SOURCE PASSAGE:
'''
12.75" tall with a 6.5" cube
Jon Kuhn is regarded as one of the leading glass artists in the world. With works featured in over 30 international museums including the Metropolitan Museum of Art, The Carnegie Museum, White House Permanent Collection, National Museum of American Art and hundreds of private residences and public spaces.
Kuhn was born and raised in Chicago, the son of a political science professor. As a young adult he made his way to Shimer College, then on to Washburn University in Topeka, Kansas, where he received his BFA in 1972. Although still uncertain about pursuing a career as an artist, he had learned a great deal about the vocabulary and processes of art and had focused most consistently on ceramics. His continuing curiosity about art and the encouragement he had received from his faculty at Washburn made Kuhn decide to try graduate school, and he attended Virginia Commonwealth University in Richmond, receiving his MFA in 1978.
Graduate school for Kuhn was invigorating – although he had learned much about how to make art at Washburn, it was at VCU that he was challenged to articulate the ideas and concepts behind that art, to think more deeply about the messages he was trying to convey. Simultaneous with that experience were Kuhn’s first efforts in glass – he took to the medium immediately, and he has never looked back.
'''
RECORDED INFORMATION:
'''
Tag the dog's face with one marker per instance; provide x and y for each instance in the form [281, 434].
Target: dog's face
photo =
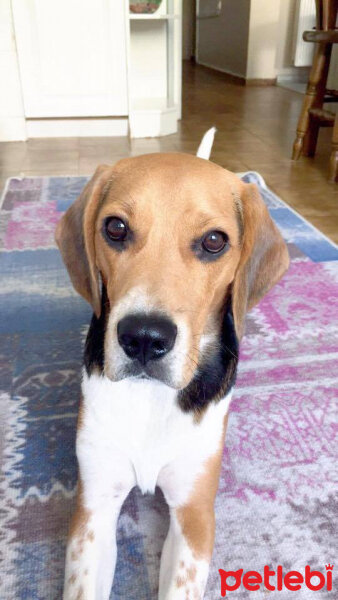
[178, 242]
'''
STATED PROBLEM 1:
According to the passage about Jon Kuhn, where did he earn his MFA, and in what year?
STATED PROBLEM 2:
Summarize the passage about Jon Kuhn in two sentences.
STATED PROBLEM 3:
Pick up the passage about Jon Kuhn after its final sentence and continue it.
Nothing in the listing is needed here.

WRITTEN REPLY 1:
He earned his MFA from Virginia Commonwealth University in Richmond in 1978.

WRITTEN REPLY 2:
Jon Kuhn, raised in Chicago, is regarded as one of the world's leading glass artists, with works in over 30 international museums, including the Metropolitan Museum of Art and the White House Permanent Collection. After earning a BFA from Washburn University in 1972 with a focus on ceramics, he earned an MFA at Virginia Commonwealth University in 1978, where he was pushed to articulate the ideas behind his art and first took up glass.

WRITTEN REPLY 3:
From the first, what excited Kuhn about glass was his creation of some core element within it, some curious bit of concentrated pictorial incident that would be encased in subsequent layers of clear glass. His objects would have a kind of interior life, a central drama into which we peer, a condensed area of activity that would draw us ceaselessly in. During the late 1970s and early 1980s, Kuhn was working in hot glass and sometimes encased these blown, irregularly shaped globe in pebbly and crusty exteriors. He would then cleave off slices of these raw-looking exteriors to reveal the glistening glass within, to provide windows into their inner selves.
Only after moving to Winston-Salem in 1985, did Kuhn begin to focus on the method that has subsequently brought him such consistent acclaim. What engrossed him in the earlier work was the interior drama of his pieces, and he realized that for him blown glass was not the best way to achieve the detail and complexity he was seeking to install inside his work.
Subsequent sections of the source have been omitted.